start TEXT BLOCK

BlogaBarbara

Santa Barbara Politics, Media & Culture

Monday, August 18, 2008

Community Post: Building Height Limitation Proponents Submit Petitions

Here's a community post from Lanny Ebenstein:

This past Friday, one of the broadest coalitions ever assembled in Santa Barbara submitted 11,252 signatures to the City Clerk's office to place an initiative on the ballot that would permanently reduce building heights in Santa Barbara. The coalition supporting the building heights limitation charter amendment includes for the most part liberal though not progressive Democrats to moderate Republicans. Individuals who support the Save El Pueblo Viejo proposal include Sheila Lodge, Harriet Miller, Marty Blum, Bill Mahan, Dale Francisco, Joan Livingston, Judy Orias, Cathie McCammon, Connie Hannah, Betsy Kramer, Dianne Channing Joe Rution, Gil Barry, Bendy White, Don Sharpe, Mary Louise Days, Louise Boucher, Beebe Longstreet, Gerry DeWitt, Jim Westby, Michael Self, Steve Forsell, and Elly Langer, among others. Organizational endorsements include the Citizens Planning Association, League of Women Voters, Allied Neighborhoods Association, Pearl Chase Society, and Santa Barbara Safe Streets.

end TEXT BLOCK

REQUIREMENT 1
According to the blog post, how many signatures were submitted to the City Clerk's office?
The listing that comes next is unrelated to the blog post.

start EXERCISE INPUTS

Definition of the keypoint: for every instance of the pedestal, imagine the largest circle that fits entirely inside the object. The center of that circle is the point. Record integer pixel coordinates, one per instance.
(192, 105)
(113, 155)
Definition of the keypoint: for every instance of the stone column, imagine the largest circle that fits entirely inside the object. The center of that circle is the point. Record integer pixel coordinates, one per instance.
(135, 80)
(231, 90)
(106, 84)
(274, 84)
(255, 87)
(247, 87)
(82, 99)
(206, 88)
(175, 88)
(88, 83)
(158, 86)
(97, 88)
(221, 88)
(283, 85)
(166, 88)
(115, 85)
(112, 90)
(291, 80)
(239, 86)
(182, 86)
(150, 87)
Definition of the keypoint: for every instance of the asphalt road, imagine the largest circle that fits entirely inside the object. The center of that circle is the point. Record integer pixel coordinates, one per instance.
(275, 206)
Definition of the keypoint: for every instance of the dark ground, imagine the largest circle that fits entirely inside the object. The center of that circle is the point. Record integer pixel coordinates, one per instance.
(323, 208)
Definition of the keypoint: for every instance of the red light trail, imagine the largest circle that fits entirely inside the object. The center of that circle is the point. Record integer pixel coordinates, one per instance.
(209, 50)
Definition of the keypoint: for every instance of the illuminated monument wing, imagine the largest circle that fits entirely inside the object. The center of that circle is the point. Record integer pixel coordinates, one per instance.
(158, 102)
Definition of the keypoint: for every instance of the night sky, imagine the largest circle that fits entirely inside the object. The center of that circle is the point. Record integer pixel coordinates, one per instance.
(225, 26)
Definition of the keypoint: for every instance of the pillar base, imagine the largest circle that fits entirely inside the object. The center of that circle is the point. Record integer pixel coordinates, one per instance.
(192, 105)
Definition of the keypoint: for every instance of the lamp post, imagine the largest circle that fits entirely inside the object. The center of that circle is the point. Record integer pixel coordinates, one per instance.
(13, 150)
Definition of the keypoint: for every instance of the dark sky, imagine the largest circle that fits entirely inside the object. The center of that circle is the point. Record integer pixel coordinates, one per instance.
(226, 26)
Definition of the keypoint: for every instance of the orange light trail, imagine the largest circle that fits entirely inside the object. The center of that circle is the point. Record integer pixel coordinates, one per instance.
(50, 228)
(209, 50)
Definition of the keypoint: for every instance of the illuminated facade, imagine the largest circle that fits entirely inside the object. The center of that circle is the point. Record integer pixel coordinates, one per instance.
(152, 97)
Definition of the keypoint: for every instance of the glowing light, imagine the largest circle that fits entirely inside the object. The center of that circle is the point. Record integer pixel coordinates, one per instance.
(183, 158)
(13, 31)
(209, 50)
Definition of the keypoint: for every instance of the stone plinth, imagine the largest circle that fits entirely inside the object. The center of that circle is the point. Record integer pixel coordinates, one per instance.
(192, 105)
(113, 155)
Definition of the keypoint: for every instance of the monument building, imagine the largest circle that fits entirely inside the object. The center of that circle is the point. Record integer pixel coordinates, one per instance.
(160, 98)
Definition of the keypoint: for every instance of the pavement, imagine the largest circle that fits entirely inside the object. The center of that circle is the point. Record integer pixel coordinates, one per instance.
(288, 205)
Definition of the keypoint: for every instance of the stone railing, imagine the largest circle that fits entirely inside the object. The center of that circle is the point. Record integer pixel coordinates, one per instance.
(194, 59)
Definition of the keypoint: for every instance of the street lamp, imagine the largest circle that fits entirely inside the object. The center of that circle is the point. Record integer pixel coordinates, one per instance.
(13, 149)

end EXERCISE INPUTS

REQUIREMENT 2
Add 37 to every coordinate in the part of the listing that opens with the line containing "stone railing, imagine" and continues through the end of the listing. Reproduce only those lines, with the requests included.

EXPECTED OUTPUT 1
11,252 signatures.

EXPECTED OUTPUT 2
Definition of the keypoint: for every instance of the stone railing, imagine the largest circle that fits entirely inside the object. The center of that circle is the point. Record integer pixel coordinates, one per instance.
(231, 96)
Definition of the keypoint: for every instance of the street lamp, imagine the largest circle that fits entirely inside the object. The center of that circle is the point. Record integer pixel coordinates, one per instance.
(50, 186)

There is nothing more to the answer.